EXERCISE BRIEF> From the text below on the UN findings about the Khan Shaykhun sarin attack, set down word for word the passage from "The BBC News" up to and including "three paragraphs in.".

READING TEXT>
“As part of an aerial campaign in northern Hama and southern Idlib, on 4 April the Syrian air force used sarin in Khan Shaykhun, killing over 80 people, most of whom were women and children. The aerial campaign also targeted medical facilities throughout the area, resulting in a severe weakening of their ability to provide assistance to victims of the sarin attack and a consequent increase in the number of civilian casualties. In Idlib, Hamah, and eastern Ghouta, Damascus, Syrian forces used weaponized chlorine. These attacks constitute clear violations of international humanitarian law and the Convention on Chemical Weapons, the report notes, which the Syrian Arab Republic ratified in 2013 following a previous sarin attack.”
Naturally that story was given extensive media coverage and many outlets managed to strike an appropriate balance between portraying the UN report’s findings and putting the related denials of the Assad regime and its Russian allies into appropriate perspective.
“The Syrian government and its Russian backers had insisted that the Khan Sheikhoun attack was the fault of opposition forces in the area, or that it was entirely fabricated. The inquiry found no supporting evidence for either claim.”
“[UN commission chair] Pinheiro also ruled out claims by Assad and Russian officials following the sarin attack that military strikes had hit a weapons depot belonging to rebel forces that contained sarin gas.”
“The Assad government has repeatedly denied using chemical weapons, but the report said the Syrian regime’s version of events, that an unknown weapons depot had been hit, was “extremely unlikely”.”
“The Assad government has repeatedly denied using chemical weapons. It said its strikes in Khan Sheikhoun hit a weapons depot belonging to rebel forces, a claim “excluded” by Pinheiro.”
“The panel’s findings are the first authoritative statement to pin responsibility for the attack unequivocally on the Syrian government.
Although a number of foreign governments, watchdogs and news organizations, including The New York Times, had concluded that Syrian forces were most likely behind the attack, the latest report — released by a body tasked with investigating violations by all sides in the conflict — carries more weight and will be harder for the Syrian government and its allies to dismiss as politicized.”
The NYT’s report also includes a video titled “How Syria and Russia Spun a Chemical Strike”.
The BBC News website’s report on the story – “Syria government behind Sarin attack – UN investigators” – amplified the Syrian regime’s denials just three paragraphs in.

ENTRIES SHOWN>
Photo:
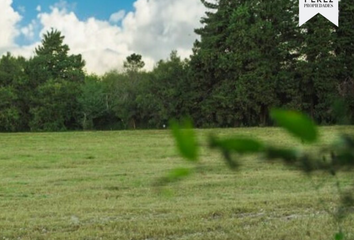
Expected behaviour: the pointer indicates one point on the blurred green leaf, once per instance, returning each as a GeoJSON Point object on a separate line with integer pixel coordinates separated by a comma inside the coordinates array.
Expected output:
{"type": "Point", "coordinates": [239, 145]}
{"type": "Point", "coordinates": [233, 165]}
{"type": "Point", "coordinates": [296, 123]}
{"type": "Point", "coordinates": [185, 139]}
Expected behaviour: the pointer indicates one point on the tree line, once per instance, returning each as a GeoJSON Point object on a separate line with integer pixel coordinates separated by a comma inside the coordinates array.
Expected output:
{"type": "Point", "coordinates": [251, 56]}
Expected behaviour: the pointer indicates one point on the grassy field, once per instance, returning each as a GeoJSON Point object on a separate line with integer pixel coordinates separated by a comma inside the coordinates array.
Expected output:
{"type": "Point", "coordinates": [100, 185]}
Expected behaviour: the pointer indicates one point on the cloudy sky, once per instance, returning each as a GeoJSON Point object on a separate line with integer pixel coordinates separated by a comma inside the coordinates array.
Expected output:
{"type": "Point", "coordinates": [105, 32]}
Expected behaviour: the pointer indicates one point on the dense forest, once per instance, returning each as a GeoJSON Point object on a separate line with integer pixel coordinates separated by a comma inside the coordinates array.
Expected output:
{"type": "Point", "coordinates": [251, 56]}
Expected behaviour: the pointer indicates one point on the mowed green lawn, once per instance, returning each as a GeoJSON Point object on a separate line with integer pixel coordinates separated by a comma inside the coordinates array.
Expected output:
{"type": "Point", "coordinates": [100, 185]}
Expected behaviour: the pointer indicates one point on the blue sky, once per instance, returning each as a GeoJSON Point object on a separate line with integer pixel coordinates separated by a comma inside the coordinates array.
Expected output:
{"type": "Point", "coordinates": [104, 32]}
{"type": "Point", "coordinates": [83, 9]}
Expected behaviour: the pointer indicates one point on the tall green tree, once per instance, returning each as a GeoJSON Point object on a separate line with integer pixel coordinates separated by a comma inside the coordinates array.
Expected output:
{"type": "Point", "coordinates": [13, 94]}
{"type": "Point", "coordinates": [55, 77]}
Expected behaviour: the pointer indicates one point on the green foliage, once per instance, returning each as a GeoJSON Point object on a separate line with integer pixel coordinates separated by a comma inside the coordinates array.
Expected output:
{"type": "Point", "coordinates": [55, 78]}
{"type": "Point", "coordinates": [296, 123]}
{"type": "Point", "coordinates": [340, 153]}
{"type": "Point", "coordinates": [185, 139]}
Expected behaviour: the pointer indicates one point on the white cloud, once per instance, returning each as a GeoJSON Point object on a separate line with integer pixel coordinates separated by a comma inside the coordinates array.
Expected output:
{"type": "Point", "coordinates": [8, 23]}
{"type": "Point", "coordinates": [117, 16]}
{"type": "Point", "coordinates": [153, 29]}
{"type": "Point", "coordinates": [22, 9]}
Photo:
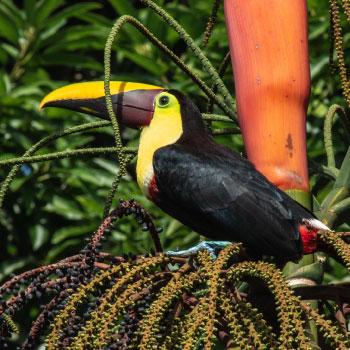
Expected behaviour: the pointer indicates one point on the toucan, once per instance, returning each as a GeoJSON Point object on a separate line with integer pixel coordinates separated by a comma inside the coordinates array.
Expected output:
{"type": "Point", "coordinates": [203, 184]}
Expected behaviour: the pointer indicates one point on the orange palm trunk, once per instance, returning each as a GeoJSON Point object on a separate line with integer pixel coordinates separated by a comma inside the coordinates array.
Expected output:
{"type": "Point", "coordinates": [269, 52]}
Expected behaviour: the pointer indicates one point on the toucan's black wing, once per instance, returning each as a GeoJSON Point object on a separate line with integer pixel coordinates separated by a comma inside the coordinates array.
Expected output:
{"type": "Point", "coordinates": [220, 195]}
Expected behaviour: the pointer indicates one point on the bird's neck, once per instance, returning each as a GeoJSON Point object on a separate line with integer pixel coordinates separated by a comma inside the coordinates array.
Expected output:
{"type": "Point", "coordinates": [164, 130]}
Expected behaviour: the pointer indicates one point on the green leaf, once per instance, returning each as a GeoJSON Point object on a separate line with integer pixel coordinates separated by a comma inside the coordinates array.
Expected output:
{"type": "Point", "coordinates": [64, 207]}
{"type": "Point", "coordinates": [13, 12]}
{"type": "Point", "coordinates": [43, 9]}
{"type": "Point", "coordinates": [124, 7]}
{"type": "Point", "coordinates": [69, 12]}
{"type": "Point", "coordinates": [39, 236]}
{"type": "Point", "coordinates": [95, 19]}
{"type": "Point", "coordinates": [343, 179]}
{"type": "Point", "coordinates": [71, 231]}
{"type": "Point", "coordinates": [8, 29]}
{"type": "Point", "coordinates": [156, 68]}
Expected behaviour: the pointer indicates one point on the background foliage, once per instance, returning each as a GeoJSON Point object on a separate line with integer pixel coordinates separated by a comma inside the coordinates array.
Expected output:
{"type": "Point", "coordinates": [52, 206]}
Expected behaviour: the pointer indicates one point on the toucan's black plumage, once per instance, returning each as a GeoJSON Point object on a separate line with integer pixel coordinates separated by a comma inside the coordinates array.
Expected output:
{"type": "Point", "coordinates": [203, 184]}
{"type": "Point", "coordinates": [220, 194]}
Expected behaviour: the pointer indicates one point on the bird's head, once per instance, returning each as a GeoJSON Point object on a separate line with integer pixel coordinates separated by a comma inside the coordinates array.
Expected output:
{"type": "Point", "coordinates": [135, 104]}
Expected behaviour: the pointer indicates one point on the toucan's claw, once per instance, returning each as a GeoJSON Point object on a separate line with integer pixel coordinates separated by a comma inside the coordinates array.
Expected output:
{"type": "Point", "coordinates": [213, 247]}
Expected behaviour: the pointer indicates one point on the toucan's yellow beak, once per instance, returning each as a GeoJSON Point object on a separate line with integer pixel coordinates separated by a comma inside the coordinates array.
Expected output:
{"type": "Point", "coordinates": [133, 103]}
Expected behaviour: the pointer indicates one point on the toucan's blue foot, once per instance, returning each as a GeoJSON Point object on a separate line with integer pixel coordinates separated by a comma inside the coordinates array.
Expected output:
{"type": "Point", "coordinates": [213, 247]}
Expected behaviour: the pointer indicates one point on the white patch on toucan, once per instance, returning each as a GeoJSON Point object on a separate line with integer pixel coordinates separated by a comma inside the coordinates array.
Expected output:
{"type": "Point", "coordinates": [308, 231]}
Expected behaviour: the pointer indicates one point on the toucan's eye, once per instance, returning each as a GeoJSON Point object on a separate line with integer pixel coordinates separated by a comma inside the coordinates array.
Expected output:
{"type": "Point", "coordinates": [163, 101]}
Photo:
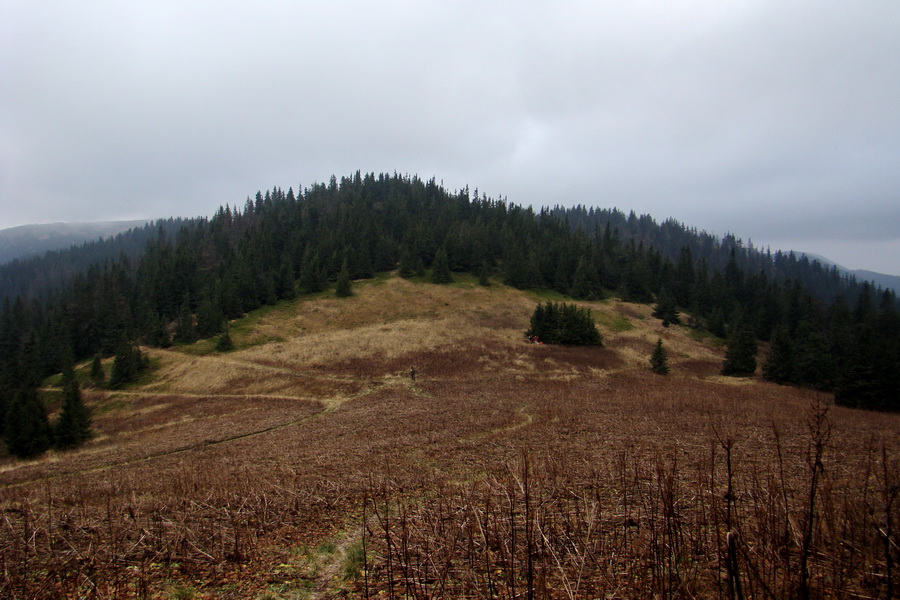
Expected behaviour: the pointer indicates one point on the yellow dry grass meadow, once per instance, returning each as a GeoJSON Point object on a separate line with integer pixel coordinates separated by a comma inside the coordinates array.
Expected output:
{"type": "Point", "coordinates": [308, 464]}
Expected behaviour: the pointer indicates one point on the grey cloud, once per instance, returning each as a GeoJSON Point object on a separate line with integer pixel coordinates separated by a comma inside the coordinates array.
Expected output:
{"type": "Point", "coordinates": [751, 117]}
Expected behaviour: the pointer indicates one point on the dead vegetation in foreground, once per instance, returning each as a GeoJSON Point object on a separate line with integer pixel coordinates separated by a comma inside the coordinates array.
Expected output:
{"type": "Point", "coordinates": [312, 467]}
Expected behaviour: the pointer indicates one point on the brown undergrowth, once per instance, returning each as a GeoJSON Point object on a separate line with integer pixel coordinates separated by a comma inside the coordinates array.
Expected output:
{"type": "Point", "coordinates": [314, 467]}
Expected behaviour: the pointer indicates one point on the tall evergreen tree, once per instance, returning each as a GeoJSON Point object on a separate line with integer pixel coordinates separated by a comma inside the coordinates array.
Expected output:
{"type": "Point", "coordinates": [97, 374]}
{"type": "Point", "coordinates": [440, 268]}
{"type": "Point", "coordinates": [73, 427]}
{"type": "Point", "coordinates": [740, 356]}
{"type": "Point", "coordinates": [666, 309]}
{"type": "Point", "coordinates": [343, 288]}
{"type": "Point", "coordinates": [27, 427]}
{"type": "Point", "coordinates": [779, 365]}
{"type": "Point", "coordinates": [128, 365]}
{"type": "Point", "coordinates": [659, 360]}
{"type": "Point", "coordinates": [586, 281]}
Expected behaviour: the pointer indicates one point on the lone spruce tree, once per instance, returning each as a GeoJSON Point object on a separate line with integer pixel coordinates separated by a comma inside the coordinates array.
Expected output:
{"type": "Point", "coordinates": [28, 431]}
{"type": "Point", "coordinates": [343, 288]}
{"type": "Point", "coordinates": [740, 356]}
{"type": "Point", "coordinates": [666, 309]}
{"type": "Point", "coordinates": [440, 267]}
{"type": "Point", "coordinates": [73, 427]}
{"type": "Point", "coordinates": [659, 360]}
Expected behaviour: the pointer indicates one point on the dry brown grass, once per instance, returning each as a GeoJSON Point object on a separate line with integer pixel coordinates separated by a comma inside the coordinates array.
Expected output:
{"type": "Point", "coordinates": [225, 472]}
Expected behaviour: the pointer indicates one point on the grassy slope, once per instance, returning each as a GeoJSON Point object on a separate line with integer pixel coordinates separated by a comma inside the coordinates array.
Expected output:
{"type": "Point", "coordinates": [241, 465]}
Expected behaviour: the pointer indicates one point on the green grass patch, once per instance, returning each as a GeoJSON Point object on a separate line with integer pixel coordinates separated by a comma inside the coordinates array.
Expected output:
{"type": "Point", "coordinates": [703, 336]}
{"type": "Point", "coordinates": [354, 561]}
{"type": "Point", "coordinates": [109, 406]}
{"type": "Point", "coordinates": [615, 322]}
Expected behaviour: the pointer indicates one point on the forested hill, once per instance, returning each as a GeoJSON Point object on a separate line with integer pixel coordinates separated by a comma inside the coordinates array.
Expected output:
{"type": "Point", "coordinates": [842, 335]}
{"type": "Point", "coordinates": [43, 271]}
{"type": "Point", "coordinates": [27, 241]}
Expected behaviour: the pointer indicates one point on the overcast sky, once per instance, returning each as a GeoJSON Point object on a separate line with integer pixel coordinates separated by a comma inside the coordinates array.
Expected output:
{"type": "Point", "coordinates": [776, 121]}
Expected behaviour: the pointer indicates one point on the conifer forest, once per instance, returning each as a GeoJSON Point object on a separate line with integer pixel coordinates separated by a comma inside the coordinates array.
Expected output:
{"type": "Point", "coordinates": [330, 392]}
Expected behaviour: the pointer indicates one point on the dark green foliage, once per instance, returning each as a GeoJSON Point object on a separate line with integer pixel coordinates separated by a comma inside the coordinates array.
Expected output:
{"type": "Point", "coordinates": [185, 331]}
{"type": "Point", "coordinates": [343, 288]}
{"type": "Point", "coordinates": [27, 427]}
{"type": "Point", "coordinates": [484, 273]}
{"type": "Point", "coordinates": [98, 376]}
{"type": "Point", "coordinates": [411, 264]}
{"type": "Point", "coordinates": [225, 343]}
{"type": "Point", "coordinates": [210, 319]}
{"type": "Point", "coordinates": [779, 365]}
{"type": "Point", "coordinates": [143, 286]}
{"type": "Point", "coordinates": [586, 282]}
{"type": "Point", "coordinates": [659, 360]}
{"type": "Point", "coordinates": [666, 309]}
{"type": "Point", "coordinates": [440, 268]}
{"type": "Point", "coordinates": [311, 277]}
{"type": "Point", "coordinates": [567, 324]}
{"type": "Point", "coordinates": [740, 356]}
{"type": "Point", "coordinates": [128, 365]}
{"type": "Point", "coordinates": [73, 427]}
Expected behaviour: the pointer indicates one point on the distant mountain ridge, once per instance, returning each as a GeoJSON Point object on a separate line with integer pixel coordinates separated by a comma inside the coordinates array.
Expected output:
{"type": "Point", "coordinates": [879, 279]}
{"type": "Point", "coordinates": [26, 241]}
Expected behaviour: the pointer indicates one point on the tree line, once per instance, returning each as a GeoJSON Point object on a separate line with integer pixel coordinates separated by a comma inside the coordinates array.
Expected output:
{"type": "Point", "coordinates": [830, 331]}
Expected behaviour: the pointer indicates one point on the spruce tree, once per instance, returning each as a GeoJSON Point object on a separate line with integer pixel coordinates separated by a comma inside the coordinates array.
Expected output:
{"type": "Point", "coordinates": [440, 267]}
{"type": "Point", "coordinates": [97, 374]}
{"type": "Point", "coordinates": [666, 309]}
{"type": "Point", "coordinates": [659, 360]}
{"type": "Point", "coordinates": [343, 288]}
{"type": "Point", "coordinates": [73, 427]}
{"type": "Point", "coordinates": [27, 427]}
{"type": "Point", "coordinates": [740, 356]}
{"type": "Point", "coordinates": [185, 332]}
{"type": "Point", "coordinates": [586, 282]}
{"type": "Point", "coordinates": [779, 365]}
{"type": "Point", "coordinates": [556, 323]}
{"type": "Point", "coordinates": [128, 365]}
{"type": "Point", "coordinates": [225, 343]}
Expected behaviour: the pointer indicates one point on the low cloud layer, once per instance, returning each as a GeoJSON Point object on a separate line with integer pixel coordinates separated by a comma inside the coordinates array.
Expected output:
{"type": "Point", "coordinates": [778, 122]}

TASK RESULT>
The BBC News website’s report on the story – “Syria government behind Sarin attack – UN investigators” – amplified the Syrian regime’s denials just three paragraphs in.